* BEGIN *

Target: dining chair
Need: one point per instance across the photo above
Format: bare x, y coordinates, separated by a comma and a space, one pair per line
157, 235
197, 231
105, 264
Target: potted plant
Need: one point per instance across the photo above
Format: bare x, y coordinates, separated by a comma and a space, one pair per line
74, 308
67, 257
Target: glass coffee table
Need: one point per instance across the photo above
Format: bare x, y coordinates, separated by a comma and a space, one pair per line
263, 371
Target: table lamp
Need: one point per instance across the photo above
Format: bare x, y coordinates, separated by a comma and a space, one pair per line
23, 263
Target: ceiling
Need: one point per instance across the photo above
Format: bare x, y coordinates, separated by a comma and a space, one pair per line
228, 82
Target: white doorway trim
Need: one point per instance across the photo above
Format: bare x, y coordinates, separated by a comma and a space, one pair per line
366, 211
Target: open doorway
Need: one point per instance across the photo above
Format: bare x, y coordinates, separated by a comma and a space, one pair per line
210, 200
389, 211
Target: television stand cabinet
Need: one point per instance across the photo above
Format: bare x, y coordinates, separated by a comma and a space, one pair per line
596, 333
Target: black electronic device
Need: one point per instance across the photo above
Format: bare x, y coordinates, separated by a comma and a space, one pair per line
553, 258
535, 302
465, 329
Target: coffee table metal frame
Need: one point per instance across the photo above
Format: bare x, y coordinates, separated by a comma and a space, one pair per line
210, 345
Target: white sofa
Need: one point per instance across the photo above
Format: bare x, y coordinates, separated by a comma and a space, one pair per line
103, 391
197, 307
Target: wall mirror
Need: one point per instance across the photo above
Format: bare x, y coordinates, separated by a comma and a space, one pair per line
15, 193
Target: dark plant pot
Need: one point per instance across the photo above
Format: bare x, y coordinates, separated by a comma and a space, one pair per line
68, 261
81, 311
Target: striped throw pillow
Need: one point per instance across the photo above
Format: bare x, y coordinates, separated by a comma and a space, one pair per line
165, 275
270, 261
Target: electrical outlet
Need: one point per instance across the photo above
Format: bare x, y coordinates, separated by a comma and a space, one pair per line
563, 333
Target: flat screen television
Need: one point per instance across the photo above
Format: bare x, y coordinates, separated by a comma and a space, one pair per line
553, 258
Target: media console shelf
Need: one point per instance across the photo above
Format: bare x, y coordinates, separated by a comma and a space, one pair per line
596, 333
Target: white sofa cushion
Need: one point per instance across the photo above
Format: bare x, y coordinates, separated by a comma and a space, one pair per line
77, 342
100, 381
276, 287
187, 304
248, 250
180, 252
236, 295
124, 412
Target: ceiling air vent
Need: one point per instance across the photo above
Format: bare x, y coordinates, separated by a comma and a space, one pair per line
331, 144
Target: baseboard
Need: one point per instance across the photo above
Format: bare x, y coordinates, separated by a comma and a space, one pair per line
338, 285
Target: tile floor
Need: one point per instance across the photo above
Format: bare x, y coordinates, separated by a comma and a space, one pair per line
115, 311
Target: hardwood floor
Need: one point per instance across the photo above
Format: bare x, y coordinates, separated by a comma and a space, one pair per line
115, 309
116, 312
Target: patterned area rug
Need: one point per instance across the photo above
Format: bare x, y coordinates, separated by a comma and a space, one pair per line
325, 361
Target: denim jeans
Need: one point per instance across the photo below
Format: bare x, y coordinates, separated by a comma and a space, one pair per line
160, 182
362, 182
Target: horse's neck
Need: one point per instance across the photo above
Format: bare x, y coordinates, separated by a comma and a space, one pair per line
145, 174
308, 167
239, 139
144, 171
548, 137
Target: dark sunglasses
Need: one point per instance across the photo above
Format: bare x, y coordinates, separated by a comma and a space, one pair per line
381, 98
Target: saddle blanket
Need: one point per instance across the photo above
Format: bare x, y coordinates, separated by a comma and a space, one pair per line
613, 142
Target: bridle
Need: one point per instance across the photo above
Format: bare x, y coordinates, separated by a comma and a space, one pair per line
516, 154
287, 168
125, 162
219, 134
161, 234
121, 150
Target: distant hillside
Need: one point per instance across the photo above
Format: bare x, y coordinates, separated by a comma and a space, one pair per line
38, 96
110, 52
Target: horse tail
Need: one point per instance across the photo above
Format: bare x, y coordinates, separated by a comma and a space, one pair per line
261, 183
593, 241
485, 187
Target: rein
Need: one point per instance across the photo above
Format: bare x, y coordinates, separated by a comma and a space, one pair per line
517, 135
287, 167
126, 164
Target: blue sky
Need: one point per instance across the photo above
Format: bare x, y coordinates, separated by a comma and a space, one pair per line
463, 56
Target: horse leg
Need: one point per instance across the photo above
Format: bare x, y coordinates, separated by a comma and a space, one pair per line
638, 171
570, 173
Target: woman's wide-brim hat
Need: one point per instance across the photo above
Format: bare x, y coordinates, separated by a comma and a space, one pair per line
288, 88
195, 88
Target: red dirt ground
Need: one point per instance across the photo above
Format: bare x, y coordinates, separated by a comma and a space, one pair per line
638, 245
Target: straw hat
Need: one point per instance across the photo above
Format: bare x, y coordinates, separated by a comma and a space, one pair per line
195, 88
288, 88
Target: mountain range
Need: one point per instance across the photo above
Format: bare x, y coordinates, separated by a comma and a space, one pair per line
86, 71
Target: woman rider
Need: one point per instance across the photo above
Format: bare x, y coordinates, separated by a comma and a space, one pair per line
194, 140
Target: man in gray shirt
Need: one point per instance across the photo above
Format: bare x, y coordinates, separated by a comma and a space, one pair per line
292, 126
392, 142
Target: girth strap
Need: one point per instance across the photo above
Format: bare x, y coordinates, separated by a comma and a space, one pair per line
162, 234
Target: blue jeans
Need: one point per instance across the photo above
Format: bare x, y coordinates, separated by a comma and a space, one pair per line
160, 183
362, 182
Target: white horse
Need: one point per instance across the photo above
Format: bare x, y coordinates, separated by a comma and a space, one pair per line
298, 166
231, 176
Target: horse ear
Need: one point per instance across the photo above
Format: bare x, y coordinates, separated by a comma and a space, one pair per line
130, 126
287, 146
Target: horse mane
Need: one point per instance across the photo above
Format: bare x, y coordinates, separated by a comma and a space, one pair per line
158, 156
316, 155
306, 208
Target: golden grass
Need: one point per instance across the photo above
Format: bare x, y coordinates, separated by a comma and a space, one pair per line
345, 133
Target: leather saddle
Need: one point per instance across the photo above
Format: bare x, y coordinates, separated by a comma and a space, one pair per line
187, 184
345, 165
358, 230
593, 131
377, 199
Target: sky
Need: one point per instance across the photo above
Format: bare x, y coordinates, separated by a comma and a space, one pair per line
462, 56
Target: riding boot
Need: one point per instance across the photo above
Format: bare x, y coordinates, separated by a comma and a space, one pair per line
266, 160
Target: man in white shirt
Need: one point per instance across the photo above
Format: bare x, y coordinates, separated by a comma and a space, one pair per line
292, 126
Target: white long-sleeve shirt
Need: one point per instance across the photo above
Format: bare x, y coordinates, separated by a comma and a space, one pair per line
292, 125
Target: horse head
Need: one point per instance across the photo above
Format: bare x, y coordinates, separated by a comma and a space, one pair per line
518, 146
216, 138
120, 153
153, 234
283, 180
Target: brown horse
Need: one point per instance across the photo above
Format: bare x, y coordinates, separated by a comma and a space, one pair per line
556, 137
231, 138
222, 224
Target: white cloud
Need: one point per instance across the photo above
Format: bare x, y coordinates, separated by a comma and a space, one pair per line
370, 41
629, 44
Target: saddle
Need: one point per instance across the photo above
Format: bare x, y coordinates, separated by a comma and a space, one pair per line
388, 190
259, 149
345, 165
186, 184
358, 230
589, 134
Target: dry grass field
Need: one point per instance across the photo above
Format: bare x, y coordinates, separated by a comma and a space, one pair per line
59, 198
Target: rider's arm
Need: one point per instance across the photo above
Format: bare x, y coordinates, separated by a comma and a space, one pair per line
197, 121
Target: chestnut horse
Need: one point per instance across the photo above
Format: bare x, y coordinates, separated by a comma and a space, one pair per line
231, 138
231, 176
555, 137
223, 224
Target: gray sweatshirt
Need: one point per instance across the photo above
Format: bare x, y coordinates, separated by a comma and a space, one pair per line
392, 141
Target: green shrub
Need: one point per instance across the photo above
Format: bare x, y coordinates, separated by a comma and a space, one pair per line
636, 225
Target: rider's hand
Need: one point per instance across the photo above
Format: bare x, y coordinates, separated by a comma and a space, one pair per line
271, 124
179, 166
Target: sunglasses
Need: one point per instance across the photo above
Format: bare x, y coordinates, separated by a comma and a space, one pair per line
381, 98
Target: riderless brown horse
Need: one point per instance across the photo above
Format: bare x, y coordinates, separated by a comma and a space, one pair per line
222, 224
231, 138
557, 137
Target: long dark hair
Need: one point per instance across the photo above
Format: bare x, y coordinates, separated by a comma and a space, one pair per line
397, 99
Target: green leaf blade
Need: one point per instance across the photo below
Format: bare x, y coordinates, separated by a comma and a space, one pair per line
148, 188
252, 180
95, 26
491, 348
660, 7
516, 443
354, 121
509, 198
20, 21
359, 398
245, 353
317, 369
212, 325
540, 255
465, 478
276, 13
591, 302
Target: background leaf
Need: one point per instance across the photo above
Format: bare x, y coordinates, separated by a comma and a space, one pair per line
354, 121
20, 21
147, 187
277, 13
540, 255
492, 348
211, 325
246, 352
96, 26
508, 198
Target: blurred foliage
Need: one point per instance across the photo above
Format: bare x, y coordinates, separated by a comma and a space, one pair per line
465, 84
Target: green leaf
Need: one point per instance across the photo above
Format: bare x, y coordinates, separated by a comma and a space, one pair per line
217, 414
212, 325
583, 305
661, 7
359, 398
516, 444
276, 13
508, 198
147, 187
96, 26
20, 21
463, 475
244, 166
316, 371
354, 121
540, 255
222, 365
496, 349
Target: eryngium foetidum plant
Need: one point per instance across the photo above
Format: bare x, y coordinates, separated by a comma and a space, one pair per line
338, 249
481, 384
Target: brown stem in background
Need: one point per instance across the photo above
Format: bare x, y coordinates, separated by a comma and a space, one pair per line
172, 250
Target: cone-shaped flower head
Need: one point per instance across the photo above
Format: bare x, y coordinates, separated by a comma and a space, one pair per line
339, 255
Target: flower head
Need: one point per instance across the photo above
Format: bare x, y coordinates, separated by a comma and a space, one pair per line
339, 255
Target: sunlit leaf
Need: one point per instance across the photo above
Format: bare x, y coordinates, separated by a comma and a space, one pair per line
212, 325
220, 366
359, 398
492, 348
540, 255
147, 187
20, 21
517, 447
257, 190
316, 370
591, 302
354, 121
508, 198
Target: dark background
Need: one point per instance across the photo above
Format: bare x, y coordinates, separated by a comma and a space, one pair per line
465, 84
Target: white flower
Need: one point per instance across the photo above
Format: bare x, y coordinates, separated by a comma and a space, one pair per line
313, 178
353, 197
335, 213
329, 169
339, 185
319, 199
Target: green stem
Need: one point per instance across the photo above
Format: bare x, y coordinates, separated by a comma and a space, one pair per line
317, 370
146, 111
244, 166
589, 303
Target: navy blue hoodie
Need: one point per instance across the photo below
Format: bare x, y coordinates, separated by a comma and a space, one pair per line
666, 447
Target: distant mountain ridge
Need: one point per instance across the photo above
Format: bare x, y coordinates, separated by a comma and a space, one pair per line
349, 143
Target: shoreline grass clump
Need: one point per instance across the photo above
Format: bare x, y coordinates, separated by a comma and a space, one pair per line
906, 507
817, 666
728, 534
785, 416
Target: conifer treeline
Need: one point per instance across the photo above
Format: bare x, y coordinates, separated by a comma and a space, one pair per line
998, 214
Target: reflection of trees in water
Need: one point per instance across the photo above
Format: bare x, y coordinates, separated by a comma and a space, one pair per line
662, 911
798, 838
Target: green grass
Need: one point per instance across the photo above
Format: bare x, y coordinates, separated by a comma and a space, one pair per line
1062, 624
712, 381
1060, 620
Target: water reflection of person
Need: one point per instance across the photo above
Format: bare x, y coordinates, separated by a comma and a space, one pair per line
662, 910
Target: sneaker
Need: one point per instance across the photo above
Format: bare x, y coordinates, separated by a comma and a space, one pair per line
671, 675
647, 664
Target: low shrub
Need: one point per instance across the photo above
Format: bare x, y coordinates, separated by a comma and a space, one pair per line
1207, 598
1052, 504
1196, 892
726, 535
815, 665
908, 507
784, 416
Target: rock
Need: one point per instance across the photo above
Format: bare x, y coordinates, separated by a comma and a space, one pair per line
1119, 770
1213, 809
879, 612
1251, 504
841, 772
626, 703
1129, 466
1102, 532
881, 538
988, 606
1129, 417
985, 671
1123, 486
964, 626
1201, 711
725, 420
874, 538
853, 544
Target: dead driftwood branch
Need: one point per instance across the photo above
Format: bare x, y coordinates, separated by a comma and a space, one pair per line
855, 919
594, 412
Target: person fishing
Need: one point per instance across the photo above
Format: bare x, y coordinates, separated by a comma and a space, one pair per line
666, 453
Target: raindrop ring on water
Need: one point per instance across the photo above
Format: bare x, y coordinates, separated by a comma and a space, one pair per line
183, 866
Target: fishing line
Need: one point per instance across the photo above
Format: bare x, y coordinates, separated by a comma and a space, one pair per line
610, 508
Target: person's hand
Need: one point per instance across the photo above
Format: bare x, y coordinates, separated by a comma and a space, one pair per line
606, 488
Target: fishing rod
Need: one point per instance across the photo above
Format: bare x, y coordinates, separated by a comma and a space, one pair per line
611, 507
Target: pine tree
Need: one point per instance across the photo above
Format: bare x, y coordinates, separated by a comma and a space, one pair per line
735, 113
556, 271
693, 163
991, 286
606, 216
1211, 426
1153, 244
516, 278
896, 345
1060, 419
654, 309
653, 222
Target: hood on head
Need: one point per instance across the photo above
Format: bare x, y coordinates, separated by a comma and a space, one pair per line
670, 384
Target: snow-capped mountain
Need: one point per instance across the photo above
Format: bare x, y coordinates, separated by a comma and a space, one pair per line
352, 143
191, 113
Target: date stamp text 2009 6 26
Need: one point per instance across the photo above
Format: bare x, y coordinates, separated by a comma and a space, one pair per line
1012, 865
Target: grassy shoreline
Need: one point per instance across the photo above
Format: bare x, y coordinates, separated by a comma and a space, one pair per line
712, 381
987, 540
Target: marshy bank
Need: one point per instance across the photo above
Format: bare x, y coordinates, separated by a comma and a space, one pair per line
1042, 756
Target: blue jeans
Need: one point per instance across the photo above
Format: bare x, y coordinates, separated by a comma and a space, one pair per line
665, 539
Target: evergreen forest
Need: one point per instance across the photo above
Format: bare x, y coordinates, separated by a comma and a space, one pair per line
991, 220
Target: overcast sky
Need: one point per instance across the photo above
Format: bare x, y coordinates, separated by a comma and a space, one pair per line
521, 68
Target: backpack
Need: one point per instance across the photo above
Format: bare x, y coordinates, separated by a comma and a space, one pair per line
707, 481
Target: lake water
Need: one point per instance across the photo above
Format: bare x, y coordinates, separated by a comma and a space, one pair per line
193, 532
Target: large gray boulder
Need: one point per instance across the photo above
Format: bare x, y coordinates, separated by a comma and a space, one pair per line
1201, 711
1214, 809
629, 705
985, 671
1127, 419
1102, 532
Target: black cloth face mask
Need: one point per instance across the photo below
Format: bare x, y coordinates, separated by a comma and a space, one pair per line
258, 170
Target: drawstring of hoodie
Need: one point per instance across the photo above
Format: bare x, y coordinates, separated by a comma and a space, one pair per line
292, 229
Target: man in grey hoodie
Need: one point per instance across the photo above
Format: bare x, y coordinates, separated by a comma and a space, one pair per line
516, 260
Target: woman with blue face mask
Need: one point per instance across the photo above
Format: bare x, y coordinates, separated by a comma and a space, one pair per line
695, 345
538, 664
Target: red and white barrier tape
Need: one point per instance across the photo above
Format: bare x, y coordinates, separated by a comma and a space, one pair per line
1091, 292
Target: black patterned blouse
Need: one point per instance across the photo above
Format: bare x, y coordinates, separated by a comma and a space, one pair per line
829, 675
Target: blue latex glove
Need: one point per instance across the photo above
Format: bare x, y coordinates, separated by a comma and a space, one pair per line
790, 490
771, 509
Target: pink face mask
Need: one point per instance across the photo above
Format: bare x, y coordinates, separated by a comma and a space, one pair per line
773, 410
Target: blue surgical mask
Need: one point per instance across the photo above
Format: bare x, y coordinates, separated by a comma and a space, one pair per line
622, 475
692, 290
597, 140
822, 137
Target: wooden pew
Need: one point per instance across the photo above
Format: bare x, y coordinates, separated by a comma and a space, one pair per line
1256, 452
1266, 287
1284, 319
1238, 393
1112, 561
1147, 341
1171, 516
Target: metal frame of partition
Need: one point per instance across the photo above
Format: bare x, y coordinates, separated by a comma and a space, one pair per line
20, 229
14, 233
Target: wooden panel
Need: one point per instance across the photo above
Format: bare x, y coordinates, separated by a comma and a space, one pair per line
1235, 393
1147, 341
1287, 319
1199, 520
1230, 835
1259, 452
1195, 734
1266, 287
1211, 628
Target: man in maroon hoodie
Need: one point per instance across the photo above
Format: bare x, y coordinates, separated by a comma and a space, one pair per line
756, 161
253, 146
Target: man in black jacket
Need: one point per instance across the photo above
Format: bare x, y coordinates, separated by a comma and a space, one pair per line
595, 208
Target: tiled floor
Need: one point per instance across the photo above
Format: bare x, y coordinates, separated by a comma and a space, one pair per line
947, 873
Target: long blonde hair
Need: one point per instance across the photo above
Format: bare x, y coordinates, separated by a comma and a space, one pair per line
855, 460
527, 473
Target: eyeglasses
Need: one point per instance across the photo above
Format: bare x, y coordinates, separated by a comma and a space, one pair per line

* END *

> [TASK DETAILS]: Take the lines above from the one holding "Target: wooden pew" to the last and output them exactly.

> [THE RESULT]:
Target: wooden pew
Need: one point per instance across the photo above
Format: bare x, y coordinates, separated by a comma and a space, one pair per line
1256, 452
1266, 287
1284, 319
1238, 393
1112, 561
1147, 341
1171, 516
Target: metal frame of partition
Need: one point per instance across the photo above
Format: bare x, y coordinates, separated by a comma and a space, one pair per line
20, 229
14, 233
Target: wooden panel
Need: one point per instance across the photo above
Format: bare x, y coordinates, separated by a comma and a space, one pair per line
1235, 393
1147, 341
1287, 319
1199, 520
1230, 835
1259, 452
1195, 734
1266, 287
1211, 628
Target: man in maroon hoodie
Need: one point per instance across the photo above
Format: bare x, y coordinates, separated by a comma and a space, one pair per line
756, 161
253, 146
Target: man in black jacket
Need: one point per instance across the photo above
Format: bare x, y coordinates, separated by a comma and a space, one pair per line
595, 208
Target: tiled floor
Need: one point per instance across the photo above
Format: bare x, y coordinates, separated by a comma and a space, one pair per line
947, 873
Target: long blonde hair
Need: one point per instance across the photo above
Format: bare x, y coordinates, separated by a comma and a space, one pair per line
855, 460
527, 473
Target: eyeglasses
Need: one point per instance across the photo above
Format: bare x, y coordinates, separated by a comma and a space, one pair per line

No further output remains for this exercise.